Even in some of the red and purple states represented by Democratic senators where McConnell is hoping to pad his majority — places like Missouri, Michigan and Wisconsin — the leading candidates are dodging questions about McConnell’s leadership or threatening to oppose him if the GOP Congress doesn’t deliver on the party’s legislative priorities in the coming months.
A few Senate candidates are outright spurning him, aligning themselves with former White House strategist Steve Bannon. Both Democrats and Republicans think President Donald Trump has simultaneously elevated McConnell in importance and blamed him for the slow pace of Republican legislating, including the failure to repeal Obamacare. The result is a GOP Senate leader few candidates want to publicly align with, even if they’re likely to support him if they arrive in Washington.
On paper, the 2018 elections, especially on the Senate side, look like a slam-dunk for the Republicans. The Democrats have to defend 25 of the 34 seats on the ballots (including two phony “independents”), many of them in states Trump won last year. But McConnell has become increasingly radioactive, and will only get more so as we approach election day. If for no reason other than his public persona alone the GOP ought to dump him: Democrats understand Hollywood and the media in a way the Republicans don’t, and they understand that McLuhan was right and the medium in politics really is the message.
That’s a message that may have played in Kentucky — McConnell won re-election handily, as things turned out — but it’s likely to boomerang in 2018. If the election of Donald Trump taught us anything (and, apparently, it hasn’t), the voters are fully prepared to keep tossing the bums out until they get a group of bums in that they like — and who will actually do something. Beltway insiders praise McConnell’s “leadership” because their definition of it is exactly the same as the Beltway’s. But paper-pushing and cloakroom arm-twisting, McConnell’s strong suits, aren’t going to cut it anymore.
Nor does the majority leader’s thinly veiled contempt for the president help. A year after the election, it does no one on the right side of the aisle any good to continue the “resistance” when there is still so much work to be done. McConnell is a creature of the Swamp, and exists by inhaling its noxious gases; no wonder he passively-aggressively opposes the White House at almost every turn.

* **RECORDED INFORMATION**

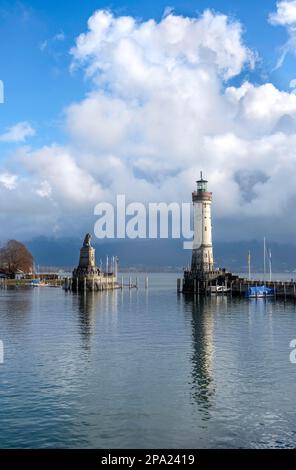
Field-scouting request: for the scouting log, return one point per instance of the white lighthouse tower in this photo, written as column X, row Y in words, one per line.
==
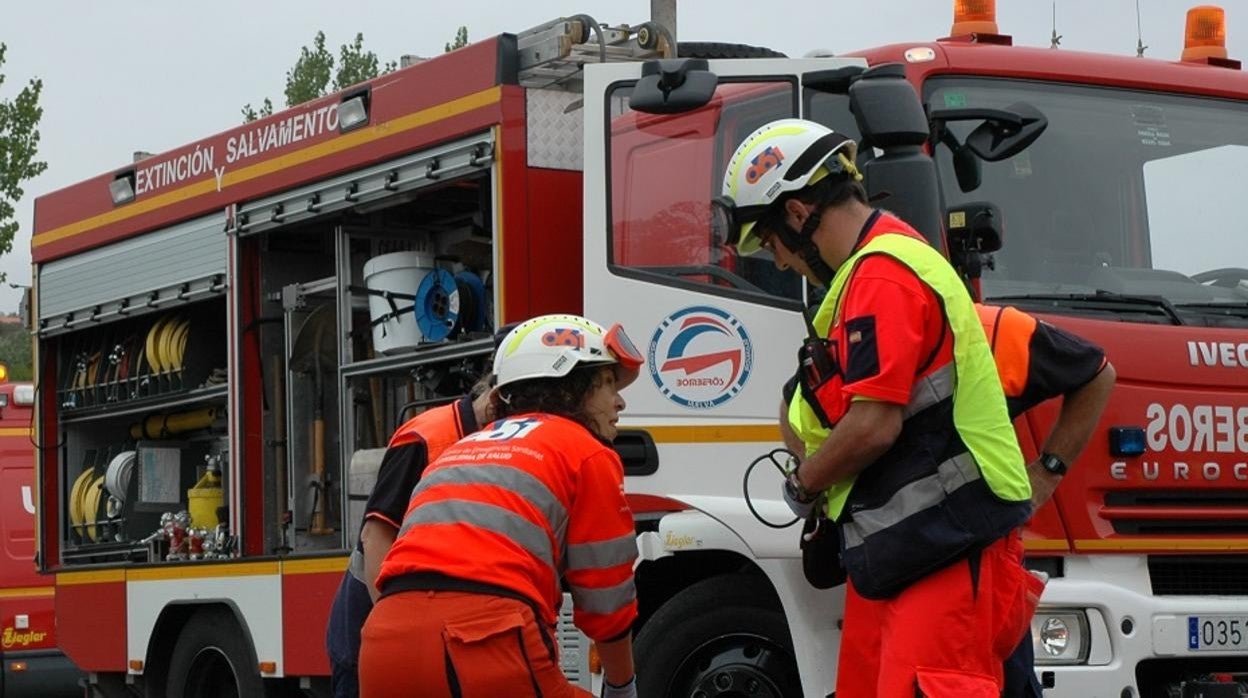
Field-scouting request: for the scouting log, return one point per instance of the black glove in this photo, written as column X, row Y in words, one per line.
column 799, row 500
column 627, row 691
---
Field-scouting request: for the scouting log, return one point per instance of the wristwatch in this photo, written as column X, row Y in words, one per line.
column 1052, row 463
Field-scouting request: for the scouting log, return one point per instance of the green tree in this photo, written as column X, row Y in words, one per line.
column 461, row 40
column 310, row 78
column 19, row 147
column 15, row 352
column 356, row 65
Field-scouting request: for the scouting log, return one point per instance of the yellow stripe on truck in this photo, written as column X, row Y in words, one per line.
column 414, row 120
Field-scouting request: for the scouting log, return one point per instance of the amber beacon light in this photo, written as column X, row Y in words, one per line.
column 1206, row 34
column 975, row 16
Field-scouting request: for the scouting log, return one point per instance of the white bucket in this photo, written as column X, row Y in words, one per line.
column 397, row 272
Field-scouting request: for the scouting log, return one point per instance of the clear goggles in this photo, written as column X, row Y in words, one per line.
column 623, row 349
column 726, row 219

* **REQUIRED ACTIONS**
1) List every U.S. state named in the piece on McConnell and the 2018 Senate races.
2) Answer these questions from the piece on McConnell and the 2018 Senate races, marking each answer with its letter:
(a) How many of the Senate seats on the ballot do the Democrats have to defend?
(b) Which former White House strategist are a few Senate candidates aligning themselves with?
(c) What does the piece call McConnell's strong suits?
3) Continue the piece on McConnell and the 2018 Senate races, starting after its final sentence.
The records are separate from the text and are not connected to it.

* **ANSWERS TO THE EXERCISES**
1) Missouri, Michigan, Wisconsin, Kentucky

2)
(a) 25 of the 34 seats
(b) Steve Bannon
(c) Paper-pushing and cloakroom arm-twisting

3)
Corey Stewart, the Trump-aligned local elected official in Virginia who narrowly lost this year’s GOP primary for governor and is now challenging Democratic Sen. Tim Kaine, said he encountered little backing for McConnell while traveling the state. “The guy’s toxic,” said Stewart, who has courted Bannon’s support. “There’s no support for him, even among the establishment. He hasn’t been able to pass the president’s agenda.”
It’s a shame that McConnell’s seat is not up next year, otherwise the smart play would be for the GOP candidates to run against McConnell himself, if only to show they mean business. Instead, the Democrats will turn Mitch into Trump’s henchman, the evil genius who wants to deny your kids health care and kill your grandma. They’ll do so because they’ve bought into the compromised media’s narrative that most of the country hates Trump and can’t wait to see his agenda frustrated at every turn — a belief shared by the #neverTrumpumpkins on the right, who continue to treat Trump’s victory last fall as a personal affront to themselves, their dignity, and their self-worth. But we know this is not true, and the scalps of soon-to-be-former senators Bob Corker and Jeff Flake are hanging outside the lodge as proof.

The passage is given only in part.